> _Entries supplied_
────────────────────
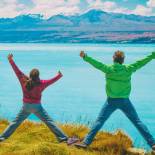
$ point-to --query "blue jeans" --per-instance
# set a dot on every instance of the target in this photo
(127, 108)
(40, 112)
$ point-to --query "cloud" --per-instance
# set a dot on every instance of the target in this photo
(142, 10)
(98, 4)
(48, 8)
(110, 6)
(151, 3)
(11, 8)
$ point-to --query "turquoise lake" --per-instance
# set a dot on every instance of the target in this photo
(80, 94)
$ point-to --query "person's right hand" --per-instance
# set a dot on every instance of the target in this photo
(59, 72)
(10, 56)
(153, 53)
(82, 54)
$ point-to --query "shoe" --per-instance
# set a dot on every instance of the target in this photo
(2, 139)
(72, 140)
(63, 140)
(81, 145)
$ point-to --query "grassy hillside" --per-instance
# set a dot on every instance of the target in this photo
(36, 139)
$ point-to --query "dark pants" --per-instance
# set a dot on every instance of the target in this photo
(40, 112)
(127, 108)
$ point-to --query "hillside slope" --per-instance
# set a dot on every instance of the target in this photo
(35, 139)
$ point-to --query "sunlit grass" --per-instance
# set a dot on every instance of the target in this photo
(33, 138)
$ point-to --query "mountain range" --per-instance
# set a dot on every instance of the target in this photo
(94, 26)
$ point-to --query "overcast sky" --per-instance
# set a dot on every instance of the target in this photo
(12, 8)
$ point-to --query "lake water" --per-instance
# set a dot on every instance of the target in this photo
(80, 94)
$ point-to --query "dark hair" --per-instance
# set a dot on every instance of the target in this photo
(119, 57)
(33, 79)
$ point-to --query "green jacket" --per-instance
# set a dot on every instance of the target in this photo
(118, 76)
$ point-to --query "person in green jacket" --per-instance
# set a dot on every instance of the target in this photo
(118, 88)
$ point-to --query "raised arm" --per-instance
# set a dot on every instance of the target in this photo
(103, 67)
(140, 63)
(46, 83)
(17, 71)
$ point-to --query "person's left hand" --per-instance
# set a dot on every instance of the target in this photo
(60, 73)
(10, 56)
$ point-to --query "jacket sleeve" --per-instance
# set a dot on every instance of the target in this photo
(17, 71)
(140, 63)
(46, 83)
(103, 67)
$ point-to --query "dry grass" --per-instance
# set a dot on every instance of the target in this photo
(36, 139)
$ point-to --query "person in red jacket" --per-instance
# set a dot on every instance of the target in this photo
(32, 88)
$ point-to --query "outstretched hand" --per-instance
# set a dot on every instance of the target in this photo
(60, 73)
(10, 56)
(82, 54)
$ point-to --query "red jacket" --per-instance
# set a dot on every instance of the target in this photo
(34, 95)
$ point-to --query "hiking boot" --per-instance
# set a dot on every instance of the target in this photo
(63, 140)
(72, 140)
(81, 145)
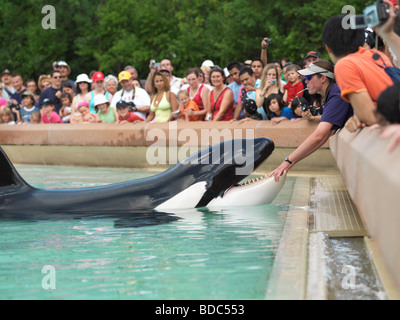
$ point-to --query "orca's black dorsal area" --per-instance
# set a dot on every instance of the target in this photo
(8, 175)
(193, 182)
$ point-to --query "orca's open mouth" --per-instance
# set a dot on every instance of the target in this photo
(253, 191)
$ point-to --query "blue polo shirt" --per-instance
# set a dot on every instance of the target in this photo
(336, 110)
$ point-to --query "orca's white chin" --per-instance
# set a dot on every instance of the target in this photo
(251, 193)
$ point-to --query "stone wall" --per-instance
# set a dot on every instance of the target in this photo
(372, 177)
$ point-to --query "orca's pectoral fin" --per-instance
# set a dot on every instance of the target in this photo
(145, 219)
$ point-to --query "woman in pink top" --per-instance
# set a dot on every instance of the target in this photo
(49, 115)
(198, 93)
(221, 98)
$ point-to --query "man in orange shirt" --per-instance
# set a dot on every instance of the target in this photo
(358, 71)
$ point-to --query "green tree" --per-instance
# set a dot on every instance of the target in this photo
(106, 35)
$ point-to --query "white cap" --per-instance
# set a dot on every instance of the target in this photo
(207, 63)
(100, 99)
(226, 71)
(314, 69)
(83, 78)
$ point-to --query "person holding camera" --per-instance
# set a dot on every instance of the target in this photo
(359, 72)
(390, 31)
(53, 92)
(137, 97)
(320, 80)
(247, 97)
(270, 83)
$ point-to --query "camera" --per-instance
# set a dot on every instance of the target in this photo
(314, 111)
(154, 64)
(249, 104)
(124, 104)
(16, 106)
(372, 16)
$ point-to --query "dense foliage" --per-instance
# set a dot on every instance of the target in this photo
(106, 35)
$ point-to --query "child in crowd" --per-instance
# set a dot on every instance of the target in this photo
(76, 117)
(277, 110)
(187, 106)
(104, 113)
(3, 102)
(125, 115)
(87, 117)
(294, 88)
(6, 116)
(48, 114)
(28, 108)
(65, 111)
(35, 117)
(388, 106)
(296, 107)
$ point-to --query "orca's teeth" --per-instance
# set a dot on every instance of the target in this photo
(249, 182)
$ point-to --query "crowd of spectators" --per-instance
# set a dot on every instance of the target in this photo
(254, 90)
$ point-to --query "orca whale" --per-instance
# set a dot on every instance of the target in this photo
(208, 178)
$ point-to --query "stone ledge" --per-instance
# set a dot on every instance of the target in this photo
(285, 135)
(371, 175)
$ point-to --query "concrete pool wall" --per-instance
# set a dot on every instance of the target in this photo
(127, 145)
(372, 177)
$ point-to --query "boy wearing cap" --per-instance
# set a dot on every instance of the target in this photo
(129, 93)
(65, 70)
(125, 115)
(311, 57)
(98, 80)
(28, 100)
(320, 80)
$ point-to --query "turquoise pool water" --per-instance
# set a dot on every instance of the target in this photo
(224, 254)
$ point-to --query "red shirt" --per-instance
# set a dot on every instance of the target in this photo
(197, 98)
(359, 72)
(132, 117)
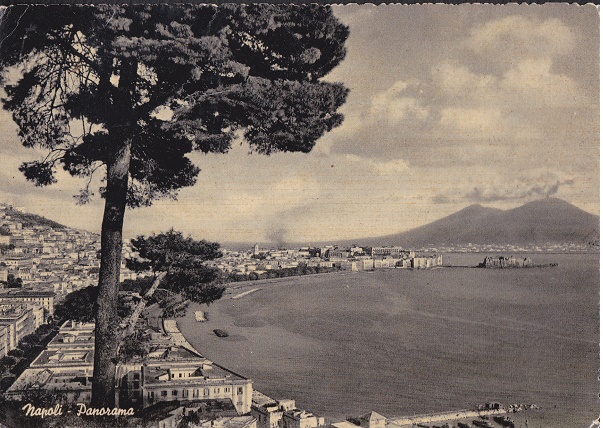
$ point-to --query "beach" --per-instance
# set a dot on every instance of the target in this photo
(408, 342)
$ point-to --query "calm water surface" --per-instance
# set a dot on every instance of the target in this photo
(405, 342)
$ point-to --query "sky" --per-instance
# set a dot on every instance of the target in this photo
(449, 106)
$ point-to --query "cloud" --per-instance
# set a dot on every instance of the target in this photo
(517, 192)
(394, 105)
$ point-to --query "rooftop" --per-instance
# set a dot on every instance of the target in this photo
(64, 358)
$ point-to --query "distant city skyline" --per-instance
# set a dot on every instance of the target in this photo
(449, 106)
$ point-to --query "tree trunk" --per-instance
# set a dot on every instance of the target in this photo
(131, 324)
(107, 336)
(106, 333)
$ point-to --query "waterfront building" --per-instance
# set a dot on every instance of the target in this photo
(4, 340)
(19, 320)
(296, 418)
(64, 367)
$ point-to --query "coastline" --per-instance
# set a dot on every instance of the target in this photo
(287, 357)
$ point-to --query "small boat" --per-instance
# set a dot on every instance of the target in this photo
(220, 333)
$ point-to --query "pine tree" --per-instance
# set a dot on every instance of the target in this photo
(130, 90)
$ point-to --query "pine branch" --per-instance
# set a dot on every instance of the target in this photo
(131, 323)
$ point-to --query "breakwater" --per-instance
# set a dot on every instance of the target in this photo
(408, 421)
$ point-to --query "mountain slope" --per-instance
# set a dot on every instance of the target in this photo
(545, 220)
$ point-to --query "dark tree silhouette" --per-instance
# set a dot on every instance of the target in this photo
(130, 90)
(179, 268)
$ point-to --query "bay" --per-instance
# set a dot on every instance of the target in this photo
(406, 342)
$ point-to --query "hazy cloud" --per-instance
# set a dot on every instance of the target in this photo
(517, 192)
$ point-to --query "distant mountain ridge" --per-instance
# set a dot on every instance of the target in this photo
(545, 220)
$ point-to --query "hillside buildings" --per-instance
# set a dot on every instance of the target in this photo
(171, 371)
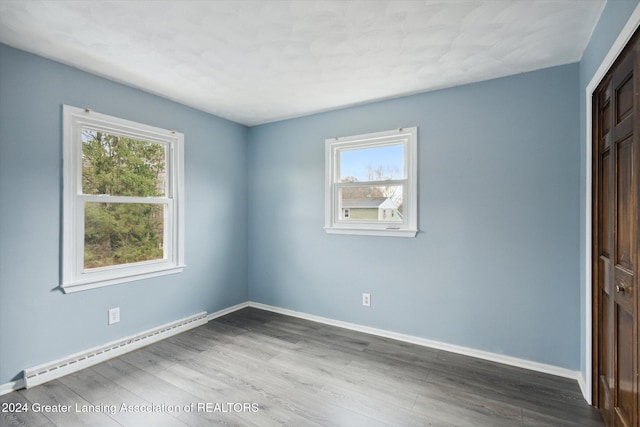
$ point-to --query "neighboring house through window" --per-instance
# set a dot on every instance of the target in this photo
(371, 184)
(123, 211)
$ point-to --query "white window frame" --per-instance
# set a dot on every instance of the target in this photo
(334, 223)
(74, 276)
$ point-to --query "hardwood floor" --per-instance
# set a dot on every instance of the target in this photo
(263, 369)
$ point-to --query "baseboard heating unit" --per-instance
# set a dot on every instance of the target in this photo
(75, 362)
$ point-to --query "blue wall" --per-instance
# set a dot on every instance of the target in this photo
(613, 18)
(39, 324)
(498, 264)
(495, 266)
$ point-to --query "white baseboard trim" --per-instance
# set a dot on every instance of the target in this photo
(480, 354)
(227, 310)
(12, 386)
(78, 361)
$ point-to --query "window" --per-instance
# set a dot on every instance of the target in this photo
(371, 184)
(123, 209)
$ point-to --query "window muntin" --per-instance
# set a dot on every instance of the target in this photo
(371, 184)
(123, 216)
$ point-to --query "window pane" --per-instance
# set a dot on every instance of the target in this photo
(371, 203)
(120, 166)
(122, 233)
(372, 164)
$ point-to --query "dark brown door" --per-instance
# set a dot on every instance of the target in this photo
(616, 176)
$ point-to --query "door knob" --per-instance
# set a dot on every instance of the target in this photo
────────────────────
Select every line in the rows above that contains the word "jacket", treating uppercase and lowercase as different.

> _Result of the exercise_
$ point-to --query "green jacket" --per-instance
$ point-to --query "person in green jacket" --per-instance
$ point-to --query "jacket sleeve" --per-instance
$ point-to --query "person in red jacket" --per-instance
$ point-to --query "red jacket" --per-instance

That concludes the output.